(Image point grounding data)
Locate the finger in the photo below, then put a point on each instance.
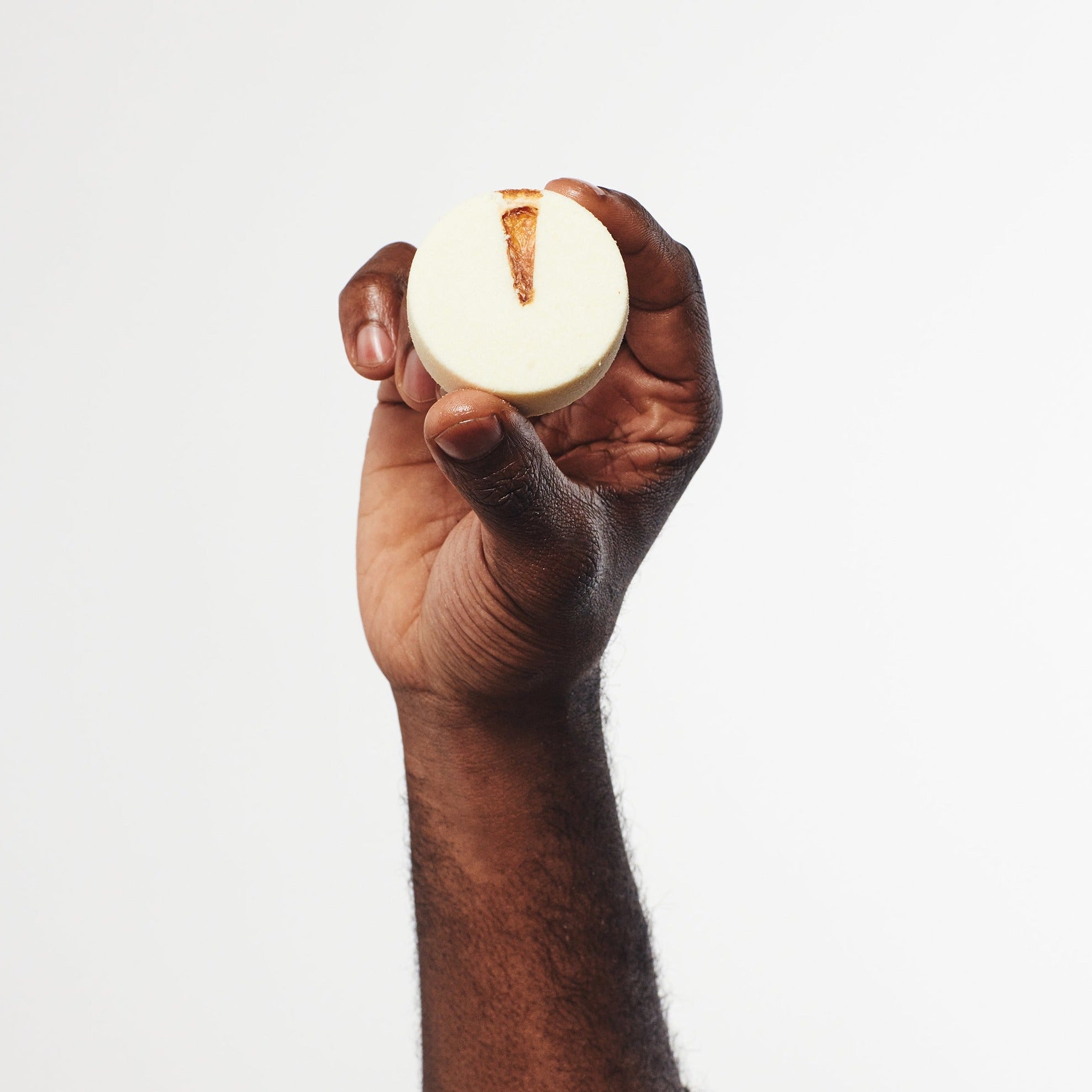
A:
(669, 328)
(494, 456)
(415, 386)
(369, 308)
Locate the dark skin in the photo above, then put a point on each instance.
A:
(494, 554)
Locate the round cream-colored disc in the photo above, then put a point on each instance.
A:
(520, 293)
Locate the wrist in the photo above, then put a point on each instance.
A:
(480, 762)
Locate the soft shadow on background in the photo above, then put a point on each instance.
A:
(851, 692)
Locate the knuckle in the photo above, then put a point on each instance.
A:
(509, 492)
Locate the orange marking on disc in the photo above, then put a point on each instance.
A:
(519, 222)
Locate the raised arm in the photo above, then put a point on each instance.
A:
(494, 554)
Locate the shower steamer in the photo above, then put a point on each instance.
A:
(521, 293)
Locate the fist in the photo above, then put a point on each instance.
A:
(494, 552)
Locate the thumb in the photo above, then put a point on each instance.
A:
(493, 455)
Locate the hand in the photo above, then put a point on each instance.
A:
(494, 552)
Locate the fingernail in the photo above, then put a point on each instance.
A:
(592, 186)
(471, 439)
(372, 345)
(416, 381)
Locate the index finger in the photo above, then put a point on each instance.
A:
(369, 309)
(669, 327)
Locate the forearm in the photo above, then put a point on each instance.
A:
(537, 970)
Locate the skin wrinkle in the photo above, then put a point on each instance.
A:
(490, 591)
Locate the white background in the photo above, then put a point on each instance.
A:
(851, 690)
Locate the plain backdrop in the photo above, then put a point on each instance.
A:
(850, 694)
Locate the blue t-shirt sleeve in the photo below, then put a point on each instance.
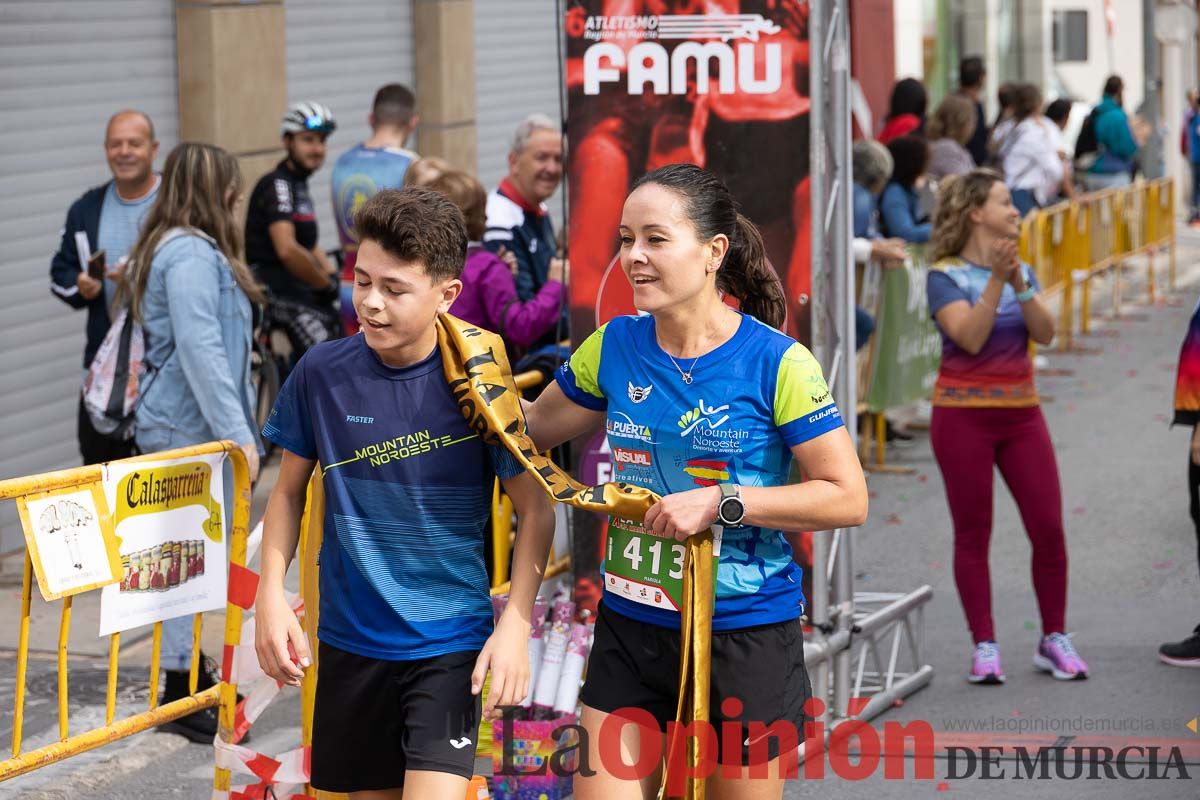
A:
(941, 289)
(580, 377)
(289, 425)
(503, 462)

---

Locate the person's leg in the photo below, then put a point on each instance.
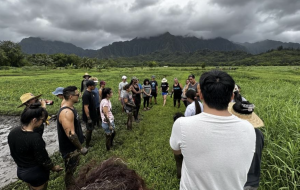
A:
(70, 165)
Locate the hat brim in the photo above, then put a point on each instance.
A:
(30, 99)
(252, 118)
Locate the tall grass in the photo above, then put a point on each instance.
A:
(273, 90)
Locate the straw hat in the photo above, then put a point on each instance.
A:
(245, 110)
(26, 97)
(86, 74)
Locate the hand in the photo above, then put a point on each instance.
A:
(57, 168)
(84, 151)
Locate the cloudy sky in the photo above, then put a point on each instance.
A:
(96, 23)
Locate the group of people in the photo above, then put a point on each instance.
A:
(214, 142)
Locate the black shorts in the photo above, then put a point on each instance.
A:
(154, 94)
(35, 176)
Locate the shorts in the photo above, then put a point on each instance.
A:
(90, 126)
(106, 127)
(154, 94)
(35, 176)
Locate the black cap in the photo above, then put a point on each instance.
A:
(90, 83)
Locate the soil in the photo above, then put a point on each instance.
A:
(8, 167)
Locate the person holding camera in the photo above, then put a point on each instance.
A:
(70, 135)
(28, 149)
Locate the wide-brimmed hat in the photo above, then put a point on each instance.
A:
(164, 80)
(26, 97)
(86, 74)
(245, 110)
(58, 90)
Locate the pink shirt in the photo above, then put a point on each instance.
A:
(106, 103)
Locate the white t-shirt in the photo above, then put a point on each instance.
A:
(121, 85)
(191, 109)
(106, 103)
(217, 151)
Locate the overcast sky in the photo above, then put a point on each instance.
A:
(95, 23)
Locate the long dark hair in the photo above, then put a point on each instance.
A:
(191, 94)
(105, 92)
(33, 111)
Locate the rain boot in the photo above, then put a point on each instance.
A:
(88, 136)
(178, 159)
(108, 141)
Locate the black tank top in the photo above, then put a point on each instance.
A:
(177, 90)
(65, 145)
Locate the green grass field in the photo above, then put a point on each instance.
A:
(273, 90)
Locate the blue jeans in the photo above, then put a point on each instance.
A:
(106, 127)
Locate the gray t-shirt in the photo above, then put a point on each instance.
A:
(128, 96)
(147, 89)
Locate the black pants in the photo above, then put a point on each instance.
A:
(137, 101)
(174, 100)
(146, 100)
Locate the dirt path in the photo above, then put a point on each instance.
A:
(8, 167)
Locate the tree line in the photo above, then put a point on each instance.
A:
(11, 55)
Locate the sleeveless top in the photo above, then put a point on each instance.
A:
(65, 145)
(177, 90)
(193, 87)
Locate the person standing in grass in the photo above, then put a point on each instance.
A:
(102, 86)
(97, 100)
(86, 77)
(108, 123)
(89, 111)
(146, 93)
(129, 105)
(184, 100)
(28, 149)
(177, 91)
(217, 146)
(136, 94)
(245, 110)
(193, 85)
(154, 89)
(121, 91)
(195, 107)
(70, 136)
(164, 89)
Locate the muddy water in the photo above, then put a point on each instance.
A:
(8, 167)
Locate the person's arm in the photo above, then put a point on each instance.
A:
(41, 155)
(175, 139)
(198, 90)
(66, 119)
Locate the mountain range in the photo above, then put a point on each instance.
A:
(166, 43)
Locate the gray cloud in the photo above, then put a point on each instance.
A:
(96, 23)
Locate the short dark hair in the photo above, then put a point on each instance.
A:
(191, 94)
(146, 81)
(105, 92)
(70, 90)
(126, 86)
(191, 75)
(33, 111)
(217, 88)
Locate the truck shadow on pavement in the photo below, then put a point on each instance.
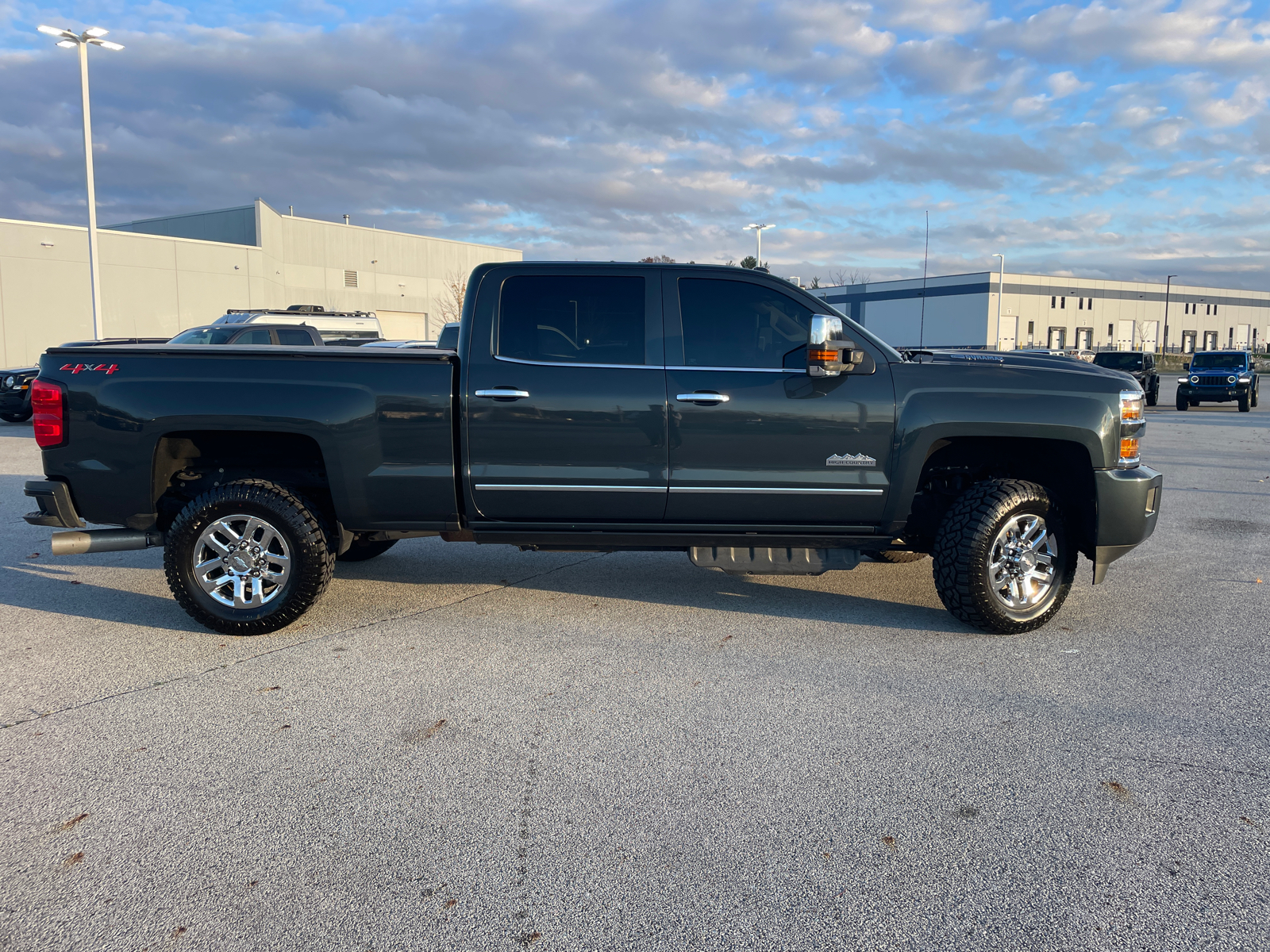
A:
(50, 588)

...

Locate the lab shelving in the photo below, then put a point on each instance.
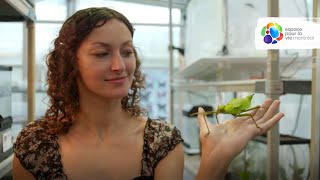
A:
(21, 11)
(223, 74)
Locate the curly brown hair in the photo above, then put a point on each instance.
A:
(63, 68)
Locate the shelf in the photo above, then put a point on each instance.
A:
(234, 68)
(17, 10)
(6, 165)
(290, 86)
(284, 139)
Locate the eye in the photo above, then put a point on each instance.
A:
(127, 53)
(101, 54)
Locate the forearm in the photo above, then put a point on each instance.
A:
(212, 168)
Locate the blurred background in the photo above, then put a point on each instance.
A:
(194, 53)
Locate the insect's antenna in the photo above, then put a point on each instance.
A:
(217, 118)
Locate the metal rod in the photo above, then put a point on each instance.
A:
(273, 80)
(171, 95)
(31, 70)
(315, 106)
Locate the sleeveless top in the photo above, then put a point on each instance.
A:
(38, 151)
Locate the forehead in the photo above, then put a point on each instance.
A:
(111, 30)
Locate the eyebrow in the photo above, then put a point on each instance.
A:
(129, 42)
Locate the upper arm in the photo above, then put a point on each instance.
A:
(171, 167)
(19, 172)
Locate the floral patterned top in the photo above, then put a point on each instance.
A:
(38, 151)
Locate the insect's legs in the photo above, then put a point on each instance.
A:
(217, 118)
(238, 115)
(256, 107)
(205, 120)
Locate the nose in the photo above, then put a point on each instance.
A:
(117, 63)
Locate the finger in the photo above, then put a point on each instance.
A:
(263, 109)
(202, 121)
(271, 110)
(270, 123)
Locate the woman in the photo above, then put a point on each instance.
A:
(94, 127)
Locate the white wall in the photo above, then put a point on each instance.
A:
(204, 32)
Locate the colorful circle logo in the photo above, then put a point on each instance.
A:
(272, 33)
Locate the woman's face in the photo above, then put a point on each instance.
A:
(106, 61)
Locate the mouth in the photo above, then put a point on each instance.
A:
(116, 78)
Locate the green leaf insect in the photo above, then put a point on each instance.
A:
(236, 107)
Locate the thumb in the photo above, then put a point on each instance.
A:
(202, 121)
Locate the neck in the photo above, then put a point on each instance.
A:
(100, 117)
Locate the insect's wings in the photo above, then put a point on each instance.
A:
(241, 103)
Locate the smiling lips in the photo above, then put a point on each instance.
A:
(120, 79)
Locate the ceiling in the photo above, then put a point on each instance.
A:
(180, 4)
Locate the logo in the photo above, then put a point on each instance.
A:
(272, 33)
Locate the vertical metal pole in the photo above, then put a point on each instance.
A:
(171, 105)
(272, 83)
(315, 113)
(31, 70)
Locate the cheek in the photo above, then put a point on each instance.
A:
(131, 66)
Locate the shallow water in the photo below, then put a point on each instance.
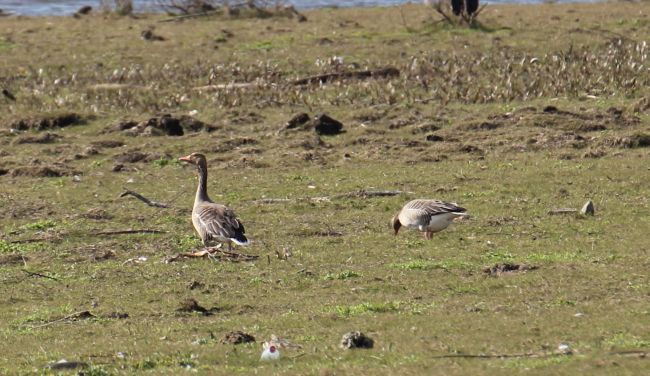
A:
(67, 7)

* _Your goal_
Whenever the string "shorts" occurs in a line of the entries above, copy that line.

* _Output of the task_
Locate the black shorts in the photo above, then put a point on each instance.
Locate the shorts in the photo above, then put a point on each instance.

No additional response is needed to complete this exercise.